Canon R6 vs Fujifilm X-Pro3
The Canon EOS R6 and the Fujifilm X-Pro3 are two enthusiast cameras that were announced, respectively, in July 2020 and October 2019. Both the Canon R6 and the X-Pro3 are mirrorless interchangeable lens cameras that are based on a full frame (Canon R6) and an APS-C (X-Pro3) sensor. The Canon has a resolution of 20 megapixels, whereas the Fujifilm provides 26 MP.
Below is an overview of the main specs of the two cameras as a starting point for the comparison.
Going beyond this snapshot of core features and characteristics, what are the differences between the Canon EOS R6 and the Fujifilm X-Pro3? Which one should you buy? Read on to find out how these two cameras compare with respect to their body size, their imaging sensors, their shooting features, their input-output connections, and their reception by expert reviewers.
An illustration of the physical size and weight of the Canon R6 and the Fujifilm X-Pro3 is provided in the side-by-side display below. The two cameras are presented according to their relative size. Three successive views from the front, the top, and the rear are shown. All size dimensions are rounded to the nearest millimeter.
The X-Pro3 can be obtained in two different colors (black, silver), while the Canon R6 is only available in black.

Data excerpts>

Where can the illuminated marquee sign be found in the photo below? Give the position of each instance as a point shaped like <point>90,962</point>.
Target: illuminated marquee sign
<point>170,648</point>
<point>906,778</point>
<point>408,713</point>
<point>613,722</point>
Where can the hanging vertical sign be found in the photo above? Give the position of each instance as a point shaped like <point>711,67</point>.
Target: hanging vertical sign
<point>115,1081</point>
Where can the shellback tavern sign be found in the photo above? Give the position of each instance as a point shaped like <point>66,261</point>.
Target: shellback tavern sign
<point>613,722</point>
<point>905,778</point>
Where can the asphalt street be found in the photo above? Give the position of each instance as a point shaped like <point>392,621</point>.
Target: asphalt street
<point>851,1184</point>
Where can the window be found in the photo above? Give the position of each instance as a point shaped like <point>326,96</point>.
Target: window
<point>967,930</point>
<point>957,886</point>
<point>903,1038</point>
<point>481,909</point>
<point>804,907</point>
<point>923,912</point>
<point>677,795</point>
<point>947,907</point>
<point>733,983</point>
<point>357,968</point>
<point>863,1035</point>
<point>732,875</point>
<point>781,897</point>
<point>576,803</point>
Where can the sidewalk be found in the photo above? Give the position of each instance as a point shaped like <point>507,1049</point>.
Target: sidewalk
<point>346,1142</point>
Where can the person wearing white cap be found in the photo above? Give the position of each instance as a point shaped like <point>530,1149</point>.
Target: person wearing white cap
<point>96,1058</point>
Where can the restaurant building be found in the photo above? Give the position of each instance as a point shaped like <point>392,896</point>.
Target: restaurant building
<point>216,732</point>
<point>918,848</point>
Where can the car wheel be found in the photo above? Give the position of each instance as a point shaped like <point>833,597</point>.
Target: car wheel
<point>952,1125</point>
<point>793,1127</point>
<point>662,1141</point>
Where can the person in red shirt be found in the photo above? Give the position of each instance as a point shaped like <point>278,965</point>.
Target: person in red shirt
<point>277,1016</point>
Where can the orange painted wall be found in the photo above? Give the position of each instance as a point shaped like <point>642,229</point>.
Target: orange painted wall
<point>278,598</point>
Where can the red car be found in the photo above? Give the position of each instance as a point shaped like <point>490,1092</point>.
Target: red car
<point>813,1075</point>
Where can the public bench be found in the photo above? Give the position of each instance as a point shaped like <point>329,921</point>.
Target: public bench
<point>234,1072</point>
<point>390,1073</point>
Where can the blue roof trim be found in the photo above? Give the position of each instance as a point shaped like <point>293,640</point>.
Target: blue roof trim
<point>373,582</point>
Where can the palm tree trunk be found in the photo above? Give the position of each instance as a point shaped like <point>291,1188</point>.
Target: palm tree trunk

Tasks>
A: In the camera comparison, when was the Canon EOS R6 announced?
B: Translate this sentence from the camera comparison into Spanish: "The X-Pro3 can be obtained in two different colors (black, silver), while the Canon R6 is only available in black."
C: From the camera comparison, quote the passage between "An illustration of" and "the nearest millimeter.", inclusive.

The answers>
A: July 2020

B: La X-Pro3 se puede conseguir en dos colores distintos (negro, plateado), mientras que la Canon R6 solo está disponible en negro.

C:
An illustration of the physical size and weight of the Canon R6 and the Fujifilm X-Pro3 is provided in the side-by-side display below. The two cameras are presented according to their relative size. Three successive views from the front, the top, and the rear are shown. All size dimensions are rounded to the nearest millimeter.